──────── Listed entries
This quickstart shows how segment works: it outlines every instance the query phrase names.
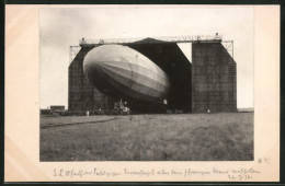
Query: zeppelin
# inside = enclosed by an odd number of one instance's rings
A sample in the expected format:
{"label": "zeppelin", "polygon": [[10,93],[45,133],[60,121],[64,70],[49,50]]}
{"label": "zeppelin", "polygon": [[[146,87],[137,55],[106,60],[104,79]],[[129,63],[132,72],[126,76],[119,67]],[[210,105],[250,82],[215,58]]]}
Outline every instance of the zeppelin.
{"label": "zeppelin", "polygon": [[102,45],[83,61],[89,82],[114,97],[161,102],[170,90],[168,74],[140,53],[122,45]]}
────────────────
What is asked:
Revise the records above by replacing "quickstart" with "walkthrough" and keeping everything else the same. Omit the pictures from your answer.

Response:
This walkthrough shows how segment works: it outlines every instance the query phrase names.
Query: zeppelin
# inside = enclosed by an odd number of one instance's rings
A sample in the expected format:
{"label": "zeppelin", "polygon": [[10,93],[45,133],[60,121],[64,70],[49,50]]}
{"label": "zeppelin", "polygon": [[[146,87],[137,55],[106,60],[104,79]],[[129,63],[132,72],[126,76],[119,67]],[[210,105],[250,82],[215,58]]]}
Outline every instance of the zeppelin.
{"label": "zeppelin", "polygon": [[102,45],[83,61],[89,82],[114,97],[161,102],[170,90],[168,74],[140,53],[122,45]]}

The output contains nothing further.